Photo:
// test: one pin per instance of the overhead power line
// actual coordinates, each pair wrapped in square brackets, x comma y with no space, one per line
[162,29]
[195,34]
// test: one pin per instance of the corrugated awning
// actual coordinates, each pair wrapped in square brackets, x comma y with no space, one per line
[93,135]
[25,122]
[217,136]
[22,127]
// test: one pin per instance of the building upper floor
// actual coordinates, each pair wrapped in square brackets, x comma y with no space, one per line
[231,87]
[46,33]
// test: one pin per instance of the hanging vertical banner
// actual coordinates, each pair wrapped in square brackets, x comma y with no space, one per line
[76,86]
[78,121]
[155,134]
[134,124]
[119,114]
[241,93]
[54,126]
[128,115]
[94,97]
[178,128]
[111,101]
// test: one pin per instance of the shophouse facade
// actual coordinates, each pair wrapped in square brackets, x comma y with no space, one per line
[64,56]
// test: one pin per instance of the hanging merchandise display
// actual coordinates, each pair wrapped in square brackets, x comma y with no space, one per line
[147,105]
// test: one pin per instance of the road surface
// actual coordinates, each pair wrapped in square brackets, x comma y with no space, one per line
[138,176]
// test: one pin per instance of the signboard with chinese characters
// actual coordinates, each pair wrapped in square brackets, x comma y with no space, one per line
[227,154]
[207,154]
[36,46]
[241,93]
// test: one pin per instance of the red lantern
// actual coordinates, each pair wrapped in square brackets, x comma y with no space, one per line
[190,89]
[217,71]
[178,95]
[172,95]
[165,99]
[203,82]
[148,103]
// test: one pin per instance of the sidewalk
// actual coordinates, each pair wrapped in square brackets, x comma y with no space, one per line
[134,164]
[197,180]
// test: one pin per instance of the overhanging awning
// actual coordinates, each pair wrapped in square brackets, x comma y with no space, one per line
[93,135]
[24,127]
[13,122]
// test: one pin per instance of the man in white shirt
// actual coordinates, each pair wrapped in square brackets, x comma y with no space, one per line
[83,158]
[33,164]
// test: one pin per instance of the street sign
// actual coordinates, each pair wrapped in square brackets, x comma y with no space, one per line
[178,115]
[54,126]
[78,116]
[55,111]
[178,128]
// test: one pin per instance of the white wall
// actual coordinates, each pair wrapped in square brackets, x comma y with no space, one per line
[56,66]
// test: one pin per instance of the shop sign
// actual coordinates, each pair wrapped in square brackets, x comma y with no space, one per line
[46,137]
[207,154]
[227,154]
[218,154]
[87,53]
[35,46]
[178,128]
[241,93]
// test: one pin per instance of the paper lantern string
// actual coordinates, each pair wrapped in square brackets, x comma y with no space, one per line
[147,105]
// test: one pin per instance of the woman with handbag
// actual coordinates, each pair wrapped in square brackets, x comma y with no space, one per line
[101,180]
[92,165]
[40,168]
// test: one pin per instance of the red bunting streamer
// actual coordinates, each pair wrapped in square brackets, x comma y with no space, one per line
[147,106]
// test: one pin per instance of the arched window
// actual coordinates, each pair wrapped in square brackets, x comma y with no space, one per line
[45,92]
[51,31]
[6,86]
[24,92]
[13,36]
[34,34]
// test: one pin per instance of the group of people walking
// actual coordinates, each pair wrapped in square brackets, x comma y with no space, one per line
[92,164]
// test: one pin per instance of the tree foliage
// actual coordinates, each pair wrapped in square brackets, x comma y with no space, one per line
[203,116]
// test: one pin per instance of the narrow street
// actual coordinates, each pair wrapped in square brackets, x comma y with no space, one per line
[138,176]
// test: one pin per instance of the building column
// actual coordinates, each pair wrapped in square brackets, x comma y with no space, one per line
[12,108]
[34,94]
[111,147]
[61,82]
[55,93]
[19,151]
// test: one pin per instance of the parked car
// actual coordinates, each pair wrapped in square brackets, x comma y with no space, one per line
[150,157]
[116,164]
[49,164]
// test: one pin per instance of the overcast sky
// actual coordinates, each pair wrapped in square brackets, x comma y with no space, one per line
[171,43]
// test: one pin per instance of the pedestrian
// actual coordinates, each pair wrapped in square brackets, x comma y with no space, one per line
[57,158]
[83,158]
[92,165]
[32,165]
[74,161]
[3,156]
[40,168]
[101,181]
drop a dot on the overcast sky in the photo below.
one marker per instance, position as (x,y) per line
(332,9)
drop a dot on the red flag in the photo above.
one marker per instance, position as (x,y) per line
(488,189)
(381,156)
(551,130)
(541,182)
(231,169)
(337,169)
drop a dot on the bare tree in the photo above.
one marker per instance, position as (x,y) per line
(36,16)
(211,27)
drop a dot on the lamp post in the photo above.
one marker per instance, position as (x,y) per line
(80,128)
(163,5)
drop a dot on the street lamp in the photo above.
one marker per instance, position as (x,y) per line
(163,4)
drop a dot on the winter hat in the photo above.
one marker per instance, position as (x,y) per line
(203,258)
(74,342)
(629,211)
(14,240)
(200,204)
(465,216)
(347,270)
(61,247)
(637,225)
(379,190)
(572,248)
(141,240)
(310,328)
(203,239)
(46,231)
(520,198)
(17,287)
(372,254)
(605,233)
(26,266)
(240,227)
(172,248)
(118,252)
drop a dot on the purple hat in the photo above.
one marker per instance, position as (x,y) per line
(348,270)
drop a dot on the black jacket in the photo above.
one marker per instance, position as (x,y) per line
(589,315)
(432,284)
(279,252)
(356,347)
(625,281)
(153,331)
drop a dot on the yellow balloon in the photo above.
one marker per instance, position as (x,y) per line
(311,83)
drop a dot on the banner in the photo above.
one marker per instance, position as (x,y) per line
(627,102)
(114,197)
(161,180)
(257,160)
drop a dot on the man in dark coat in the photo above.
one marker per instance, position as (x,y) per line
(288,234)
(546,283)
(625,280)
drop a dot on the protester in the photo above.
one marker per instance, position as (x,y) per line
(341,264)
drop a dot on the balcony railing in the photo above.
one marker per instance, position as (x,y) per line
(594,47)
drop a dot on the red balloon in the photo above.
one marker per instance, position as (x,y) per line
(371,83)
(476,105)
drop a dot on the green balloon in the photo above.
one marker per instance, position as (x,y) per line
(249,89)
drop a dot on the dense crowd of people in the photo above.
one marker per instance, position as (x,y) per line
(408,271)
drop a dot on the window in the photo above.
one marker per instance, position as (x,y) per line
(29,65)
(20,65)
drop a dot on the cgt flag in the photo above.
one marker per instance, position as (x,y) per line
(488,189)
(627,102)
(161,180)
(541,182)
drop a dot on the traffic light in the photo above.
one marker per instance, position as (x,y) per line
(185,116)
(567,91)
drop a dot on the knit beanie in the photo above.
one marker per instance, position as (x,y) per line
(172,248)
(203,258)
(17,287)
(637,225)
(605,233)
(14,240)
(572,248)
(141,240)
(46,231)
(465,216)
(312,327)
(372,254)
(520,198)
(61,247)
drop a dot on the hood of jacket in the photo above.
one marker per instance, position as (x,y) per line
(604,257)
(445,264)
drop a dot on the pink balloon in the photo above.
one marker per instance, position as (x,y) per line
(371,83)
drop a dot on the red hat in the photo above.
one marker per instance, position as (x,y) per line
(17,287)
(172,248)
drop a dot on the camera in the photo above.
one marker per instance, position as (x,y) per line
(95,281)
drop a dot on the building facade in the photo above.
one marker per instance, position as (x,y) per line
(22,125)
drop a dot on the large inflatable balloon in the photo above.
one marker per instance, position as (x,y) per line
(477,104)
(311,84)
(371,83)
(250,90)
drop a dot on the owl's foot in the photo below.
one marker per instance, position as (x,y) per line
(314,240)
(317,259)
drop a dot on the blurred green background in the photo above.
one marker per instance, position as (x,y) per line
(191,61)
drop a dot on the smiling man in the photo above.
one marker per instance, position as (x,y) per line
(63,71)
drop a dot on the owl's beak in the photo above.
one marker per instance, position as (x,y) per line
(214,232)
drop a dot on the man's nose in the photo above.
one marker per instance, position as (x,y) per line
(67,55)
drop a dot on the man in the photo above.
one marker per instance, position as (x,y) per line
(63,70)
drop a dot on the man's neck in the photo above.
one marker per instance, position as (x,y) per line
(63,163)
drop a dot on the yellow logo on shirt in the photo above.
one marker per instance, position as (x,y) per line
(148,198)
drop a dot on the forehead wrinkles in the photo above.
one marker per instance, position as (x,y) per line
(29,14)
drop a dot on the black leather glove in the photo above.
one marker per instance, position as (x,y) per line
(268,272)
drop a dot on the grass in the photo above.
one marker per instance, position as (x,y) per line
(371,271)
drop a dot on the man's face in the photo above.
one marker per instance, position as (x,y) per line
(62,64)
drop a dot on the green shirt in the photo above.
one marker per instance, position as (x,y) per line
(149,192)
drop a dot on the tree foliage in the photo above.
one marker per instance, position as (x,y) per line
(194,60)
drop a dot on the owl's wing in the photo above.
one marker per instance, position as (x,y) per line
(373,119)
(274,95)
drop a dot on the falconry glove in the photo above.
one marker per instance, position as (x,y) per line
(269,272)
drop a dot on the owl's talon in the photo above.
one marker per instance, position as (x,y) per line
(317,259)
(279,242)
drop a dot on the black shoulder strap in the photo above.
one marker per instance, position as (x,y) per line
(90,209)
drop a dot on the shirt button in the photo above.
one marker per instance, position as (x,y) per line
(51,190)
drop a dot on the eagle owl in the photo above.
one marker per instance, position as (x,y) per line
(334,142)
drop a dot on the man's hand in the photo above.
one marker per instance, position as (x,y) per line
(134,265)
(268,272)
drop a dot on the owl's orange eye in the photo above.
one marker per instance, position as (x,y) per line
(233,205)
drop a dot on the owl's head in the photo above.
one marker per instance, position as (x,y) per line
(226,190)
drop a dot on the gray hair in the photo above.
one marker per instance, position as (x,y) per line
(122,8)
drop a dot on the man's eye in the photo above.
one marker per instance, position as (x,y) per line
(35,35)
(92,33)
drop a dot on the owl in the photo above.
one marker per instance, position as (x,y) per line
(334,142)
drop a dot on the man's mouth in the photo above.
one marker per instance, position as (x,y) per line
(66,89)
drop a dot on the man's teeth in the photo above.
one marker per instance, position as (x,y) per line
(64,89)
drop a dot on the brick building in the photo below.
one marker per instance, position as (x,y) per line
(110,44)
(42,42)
= = = =
§ **Aim of the task**: Please copy out each line of the data in which the word "street" occurs.

§ **Solution**:
// test: one pin per instance of the street sign
// test: one pin per instance of the narrow street
drop a dot on the street lamp in the photo above.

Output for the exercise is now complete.